# [Text section]

==================================================

Video2Chat is an innovative system that analyzes cooking videos and provides users with an interactive chat interface to engage with the content. Powered by a RAG (Retrieval-Augmented Generation) based system, it offers intelligent responses to user queries based on the extracted information from the videos.
To begin, follow these steps to acquire and transcribe the necessary data:
Download Video: Utilize download_video.py to download 102 videos from YouTube. Transcribe Video: Utilize transcribe_video.py to transcribe the videos.
Prepare the data for analysis by performing the following preprocessing steps:
Extract Cooking Steps: Utilize extract_cooking_steps_images.py to extract the cooking steps from the videos. Extract Discussion Timestamps: Identify when the cooking steps are being discussed within the videos. Video Processing: Utilize video_processor.py to extract images/screenshots from the YouTube videos. All processed data is stored in the "processed_data" folder.

==================================================

# [What needs to be done]
Please write out the Video2Chat description above word for word.

# [Data under study]

==================================================

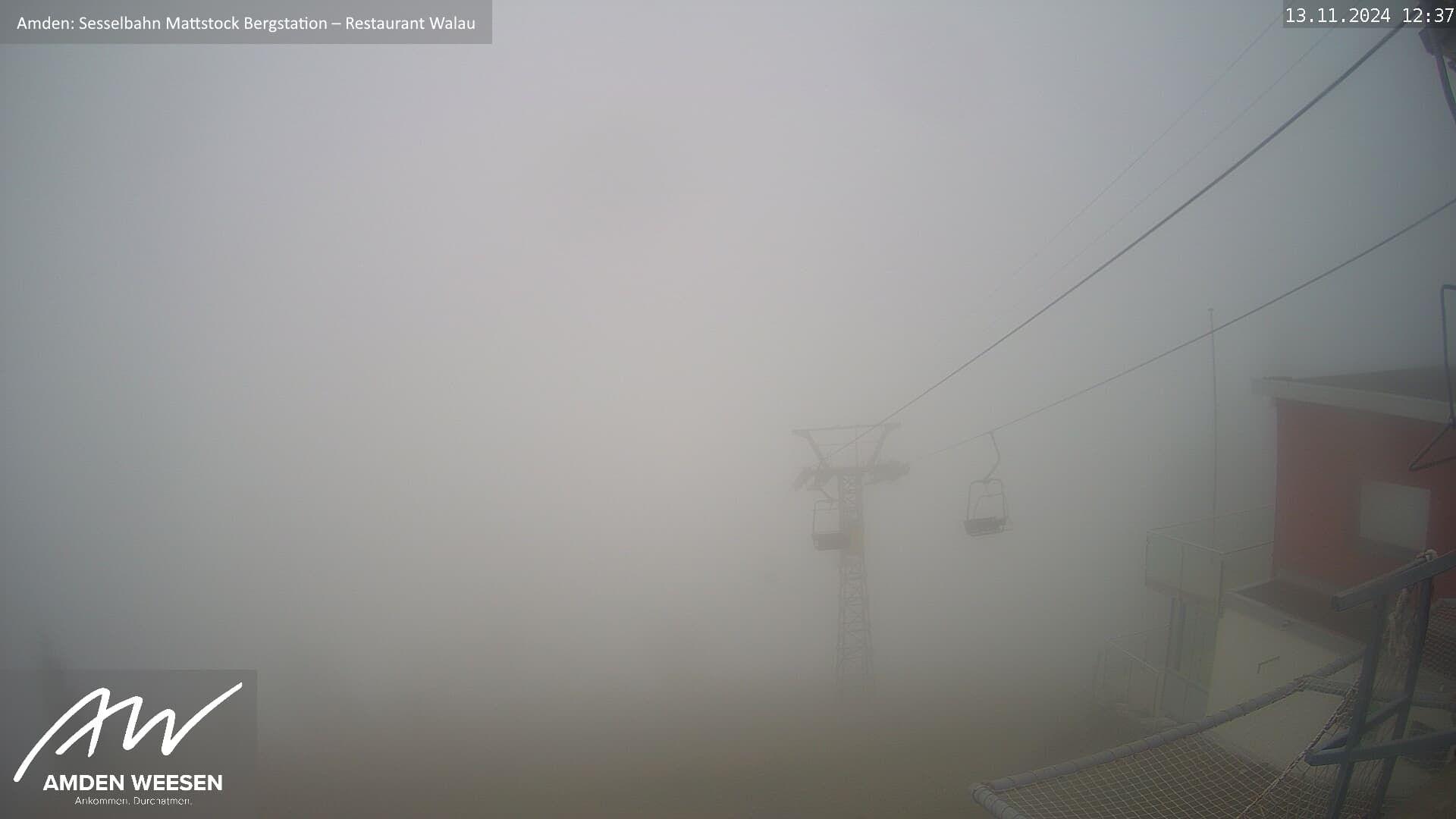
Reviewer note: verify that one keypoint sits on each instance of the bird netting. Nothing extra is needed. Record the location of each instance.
(1235, 764)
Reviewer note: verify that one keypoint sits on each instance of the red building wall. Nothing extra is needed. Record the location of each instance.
(1324, 453)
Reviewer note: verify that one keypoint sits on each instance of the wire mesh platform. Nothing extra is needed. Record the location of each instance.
(1220, 767)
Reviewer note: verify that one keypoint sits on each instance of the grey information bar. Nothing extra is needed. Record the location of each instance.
(245, 22)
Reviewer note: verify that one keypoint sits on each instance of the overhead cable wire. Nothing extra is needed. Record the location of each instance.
(1191, 159)
(1200, 337)
(1134, 242)
(1128, 167)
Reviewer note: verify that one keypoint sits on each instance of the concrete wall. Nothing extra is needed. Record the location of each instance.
(1245, 642)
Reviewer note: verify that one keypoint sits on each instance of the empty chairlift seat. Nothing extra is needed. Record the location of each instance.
(986, 507)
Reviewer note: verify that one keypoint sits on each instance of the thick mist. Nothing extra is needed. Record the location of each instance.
(453, 388)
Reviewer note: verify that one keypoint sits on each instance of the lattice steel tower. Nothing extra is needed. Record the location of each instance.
(839, 525)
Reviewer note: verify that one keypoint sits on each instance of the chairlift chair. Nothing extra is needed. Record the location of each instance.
(986, 507)
(826, 529)
(986, 502)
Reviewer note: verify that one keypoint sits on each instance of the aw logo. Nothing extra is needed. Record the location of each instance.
(79, 742)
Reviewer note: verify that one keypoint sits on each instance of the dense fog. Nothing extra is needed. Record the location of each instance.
(453, 388)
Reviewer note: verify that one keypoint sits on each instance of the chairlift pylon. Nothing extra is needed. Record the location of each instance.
(827, 531)
(986, 502)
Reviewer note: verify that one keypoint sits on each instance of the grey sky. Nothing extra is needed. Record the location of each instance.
(488, 357)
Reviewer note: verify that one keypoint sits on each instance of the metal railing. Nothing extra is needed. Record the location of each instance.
(1204, 558)
(1130, 670)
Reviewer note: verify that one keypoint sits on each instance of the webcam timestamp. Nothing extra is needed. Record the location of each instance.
(1367, 15)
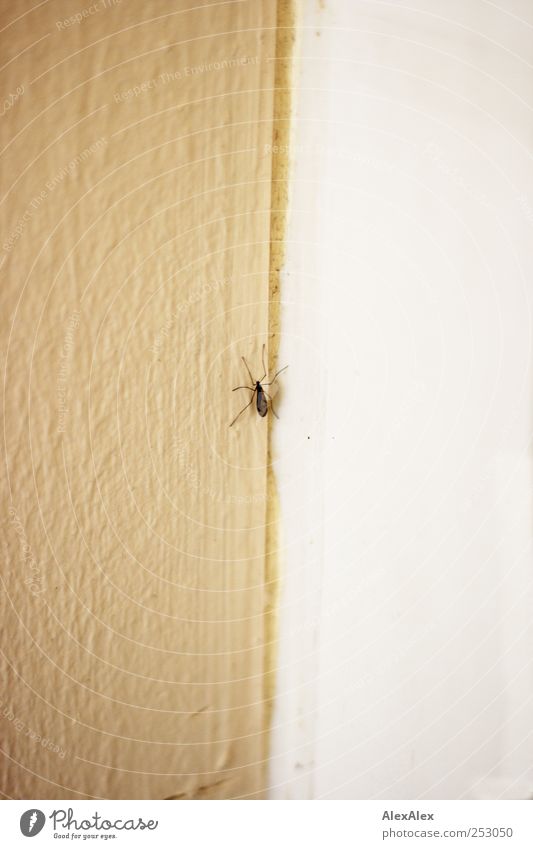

==================================================

# [Written answer]
Video2Chat is an innovative system that analyzes cooking videos and provides users with an interactive chat interface to engage with the content. Powered by a RAG (Retrieval-Augmented Generation) based system, it offers intelligent responses to user queries based on the extracted information from the videos.
To begin, follow these steps to acquire and transcribe the necessary data:
Download Video: Utilize download_video.py to download 102 videos from YouTube. Transcribe Video: Utilize transcribe_video.py to transcribe the videos.
Prepare the data for analysis by performing the following preprocessing steps:
Extract Cooking Steps: Utilize extract_cooking_steps_images.py to extract the cooking steps from the videos. Extract Discussion Timestamps: Identify when the cooking steps are being discussed within the videos. Video Processing: Utilize video_processor.py to extract images/screenshots from the YouTube videos. All processed data is stored in the "processed_data" folder.